#### INSTRUCTION:
Return the material word for word, everything from its start down through the line containing "positive clicks: (626, 227)", with both ends included and the pictures left out.

INFORMATION SUPPLIED Start Marker

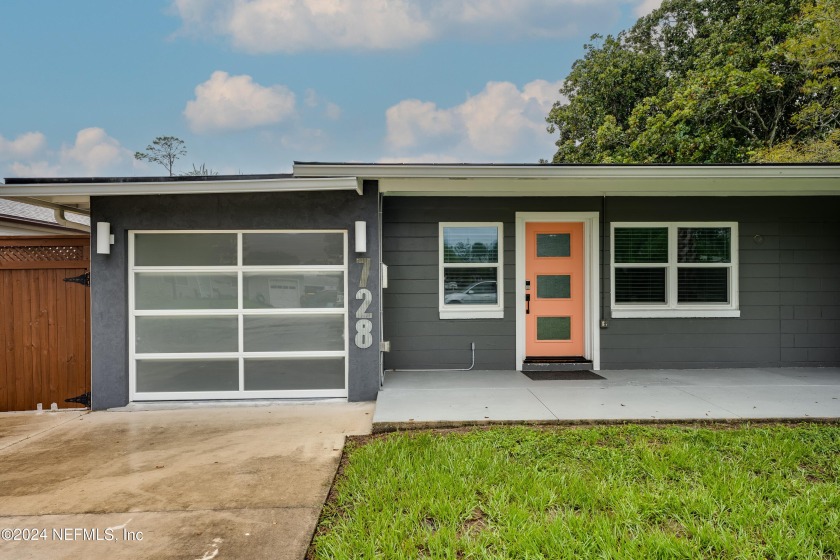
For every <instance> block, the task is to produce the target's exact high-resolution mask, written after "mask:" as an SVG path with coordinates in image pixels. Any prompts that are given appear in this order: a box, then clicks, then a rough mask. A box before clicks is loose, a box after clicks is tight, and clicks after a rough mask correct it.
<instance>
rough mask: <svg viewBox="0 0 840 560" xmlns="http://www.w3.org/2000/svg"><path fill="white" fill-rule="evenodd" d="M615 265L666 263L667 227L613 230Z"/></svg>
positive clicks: (626, 227)
mask: <svg viewBox="0 0 840 560" xmlns="http://www.w3.org/2000/svg"><path fill="white" fill-rule="evenodd" d="M613 235H614V246H615V262H616V263H667V262H668V228H667V227H617V228H615V230H614V234H613Z"/></svg>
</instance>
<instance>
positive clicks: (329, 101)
mask: <svg viewBox="0 0 840 560" xmlns="http://www.w3.org/2000/svg"><path fill="white" fill-rule="evenodd" d="M303 104H304V105H306V106H307V107H309V108H310V109H315V108H317V107H320V106H322V105H323V114H324V116H325V117H327V118H328V119H330V120H333V121H334V120H337V119H339V118H340V117H341V107H339V106H338V105H337V104H336V103H333V102H332V101H327V100H326V99H324V98H322V97H321V96H320V95H318V92H316V91H315V90H314V89H308V90H306V92H305V93H304V96H303Z"/></svg>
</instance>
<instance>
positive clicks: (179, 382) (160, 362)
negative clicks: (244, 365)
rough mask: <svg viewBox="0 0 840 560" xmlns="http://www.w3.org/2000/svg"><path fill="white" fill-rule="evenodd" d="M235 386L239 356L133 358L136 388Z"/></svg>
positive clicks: (184, 390)
mask: <svg viewBox="0 0 840 560" xmlns="http://www.w3.org/2000/svg"><path fill="white" fill-rule="evenodd" d="M238 389H239V360H137V390H138V391H140V392H144V393H169V392H182V391H191V392H193V391H236V390H238Z"/></svg>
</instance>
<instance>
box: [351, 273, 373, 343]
mask: <svg viewBox="0 0 840 560" xmlns="http://www.w3.org/2000/svg"><path fill="white" fill-rule="evenodd" d="M356 262H357V263H359V264H361V265H362V276H361V278H359V291H358V292H356V299H357V300H359V301H361V303H360V304H359V308H358V309H357V310H356V337H355V340H354V341H355V343H356V346H357V347H359V348H370V345H371V344H373V323H372V322H371V320H370V319H371V318H372V317H373V314H372V313H370V312H368V310H367V309H368V307H370V304H371V302H372V301H373V294H371V293H370V290H368V289H367V281H368V277H369V276H370V258H368V257H363V258H357V259H356Z"/></svg>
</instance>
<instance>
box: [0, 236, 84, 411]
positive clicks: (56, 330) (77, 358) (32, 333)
mask: <svg viewBox="0 0 840 560" xmlns="http://www.w3.org/2000/svg"><path fill="white" fill-rule="evenodd" d="M89 267H90V238H89V237H87V236H84V237H82V236H79V237H76V236H72V237H71V236H53V237H0V349H2V353H0V411H9V410H34V409H35V408H36V407H37V405H38V403H42V404H43V407H44V409H47V410H48V409H49V408H50V405H51V403H57V404H58V406H59V408H78V407H81V406H83V405H81V404H77V403H67V402H65V399H69V398H73V397H79V396H81V395H84V394H85V393H89V392H90V328H89V324H90V288H89V287H88V286H87V285H86V284H85V283H84V280H85V278H87V279H89V276H87V277H85V274H87V273H88V270H89ZM66 279H74V280H75V281H65V280H66Z"/></svg>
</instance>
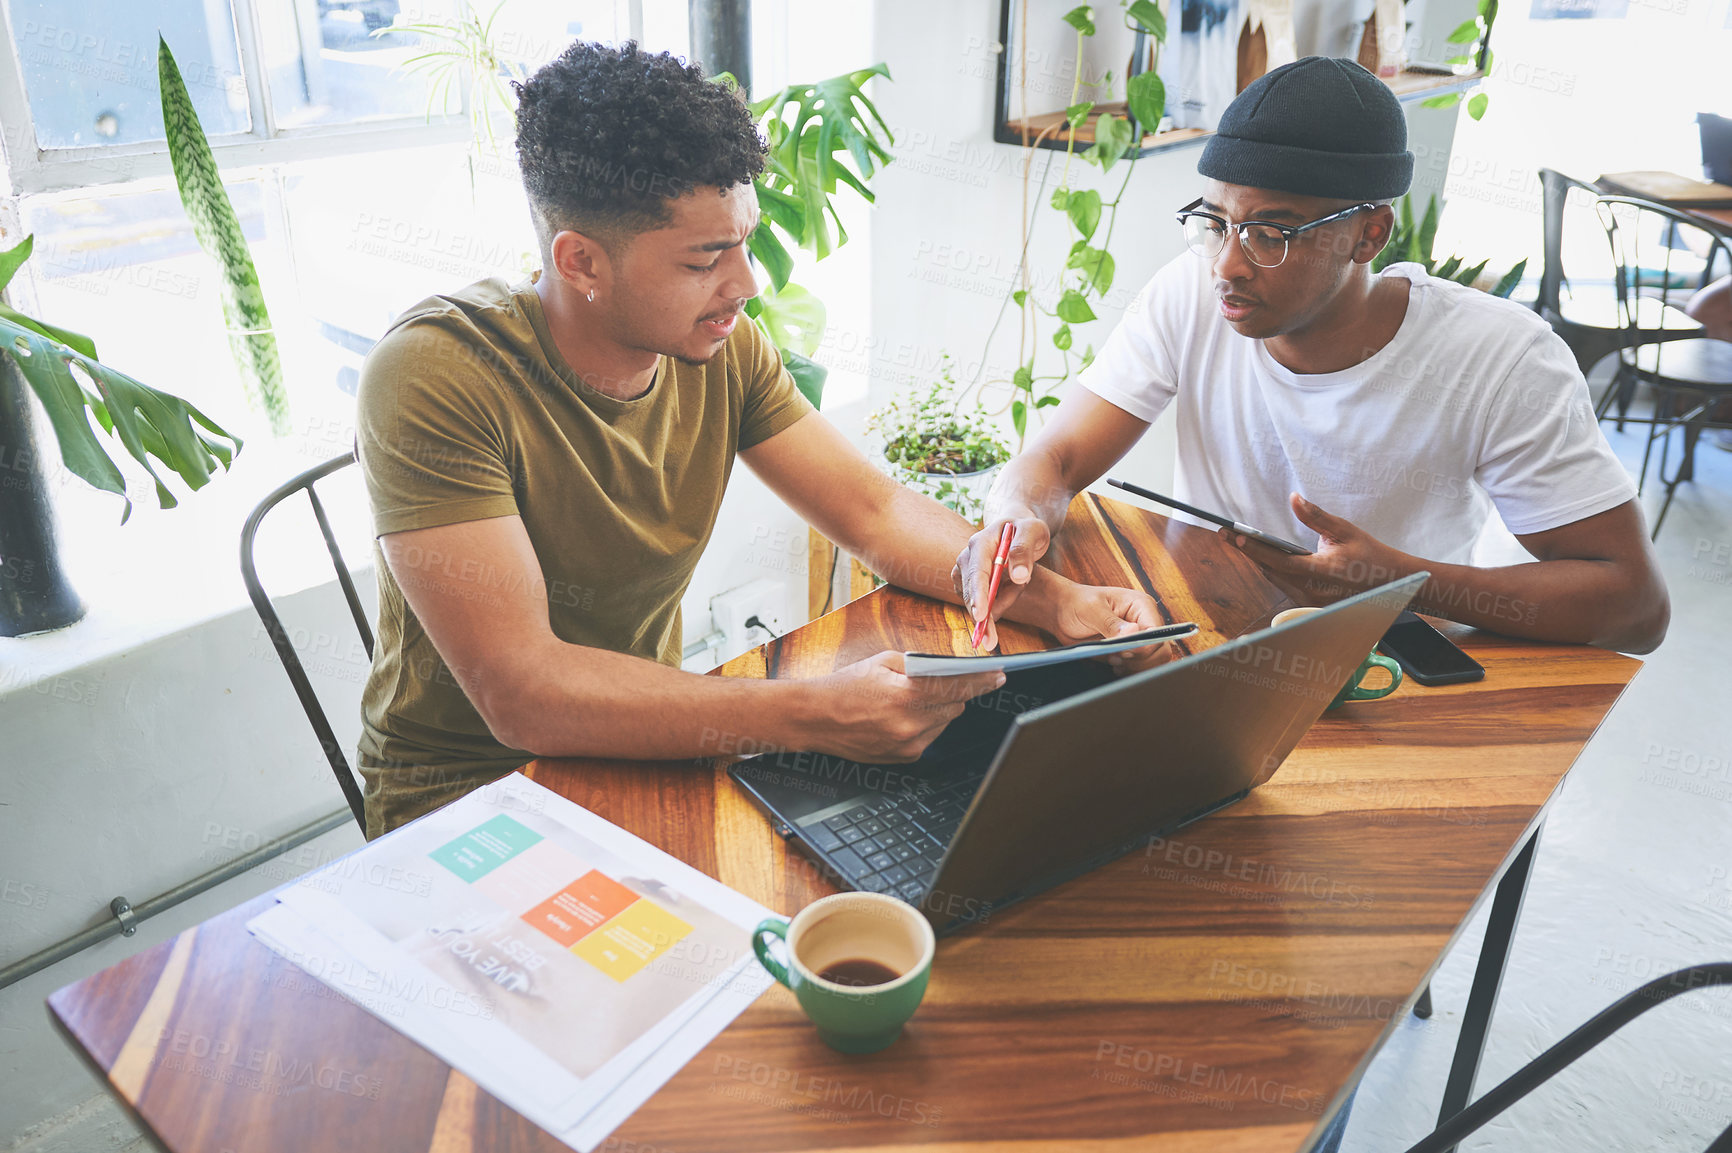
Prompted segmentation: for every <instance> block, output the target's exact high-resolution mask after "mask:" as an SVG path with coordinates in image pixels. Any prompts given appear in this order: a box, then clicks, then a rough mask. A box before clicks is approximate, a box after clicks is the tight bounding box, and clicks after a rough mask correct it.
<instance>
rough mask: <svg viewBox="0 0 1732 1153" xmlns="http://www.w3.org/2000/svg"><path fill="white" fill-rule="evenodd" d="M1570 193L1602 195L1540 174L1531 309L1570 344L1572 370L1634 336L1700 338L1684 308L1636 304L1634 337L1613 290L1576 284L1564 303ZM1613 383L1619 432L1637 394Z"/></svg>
mask: <svg viewBox="0 0 1732 1153" xmlns="http://www.w3.org/2000/svg"><path fill="white" fill-rule="evenodd" d="M1574 189H1581V190H1583V192H1587V194H1588V196H1592V197H1595V199H1599V196H1600V190H1599V189H1595V187H1593V185H1592V184H1585V182H1581V180H1576V178H1574V177H1566V175H1564V173H1561V171H1554V170H1550V168H1541V170H1540V192H1541V204H1543V225H1545V229H1543V230H1545V235H1543V244H1541V267H1540V296H1538V300H1535V305H1533V306H1535V312H1538V313H1540V315H1541V317H1545V320H1547V324H1550V325H1552V331H1554V332H1557V334H1559V336H1561V338H1564V343H1566V345H1569V351H1573V353H1574V355H1576V367H1580V369H1581V376H1588V372H1592V370H1593V365H1597V364H1599V362H1600V360H1604V358H1606V357H1611V355H1612V353H1614V351H1618V350H1619V348H1621V346H1625V341H1626V339H1628V338H1632V336H1633V338H1637V339H1638V341H1640V343H1654V341H1673V339H1684V338H1689V336H1699V334H1701V331H1703V325H1699V324H1696V322H1694V320H1690V317H1689V315H1685V313H1684V310H1682V308H1678V306H1666V305H1663V303H1659V301H1649V303H1645V305H1640V306H1638V313H1637V319H1638V320H1640V324H1638V325H1637V329H1635V331H1633V332H1632V334H1626V332H1625V325H1623V320H1621V319H1619V313H1618V298H1616V293H1614V291H1612V287H1606V289H1602V291H1593V289H1590V287H1588V286H1580V287H1578V289H1576V291H1571V294H1569V298H1567V300H1566V298H1564V289H1566V287H1573V286H1571V282H1569V277H1567V275H1566V272H1564V254H1562V253H1564V208H1566V203H1567V199H1569V194H1571V190H1574ZM1607 272H1609V270H1607ZM1612 384H1614V390H1609V391H1607V396H1614V395H1616V398H1618V414H1619V422H1618V428H1619V431H1621V429H1623V419H1625V417H1623V414H1625V412H1628V410H1630V400H1632V396H1633V395H1635V383H1633V381H1626V379H1625V377H1623V376H1619V377H1616V379H1614V381H1612ZM1602 407H1604V405H1602Z"/></svg>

INFORMATION SUPPLIED End Marker

#### ANSWER TO THIS EXERCISE:
For every <instance> block, the task is to produce the target's exact high-resolution mask, written after "mask:" as an SVG path with coordinates in image pixels. Any prompts that are given appear in this order: a box, then clicks, then a rough mask. A box before clicks is loose, a box after clicks is tight, and clicks after a rough mask correct it.
<instance>
rough mask: <svg viewBox="0 0 840 560" xmlns="http://www.w3.org/2000/svg"><path fill="white" fill-rule="evenodd" d="M615 265L666 263L667 227L613 230Z"/></svg>
positive clicks: (626, 227)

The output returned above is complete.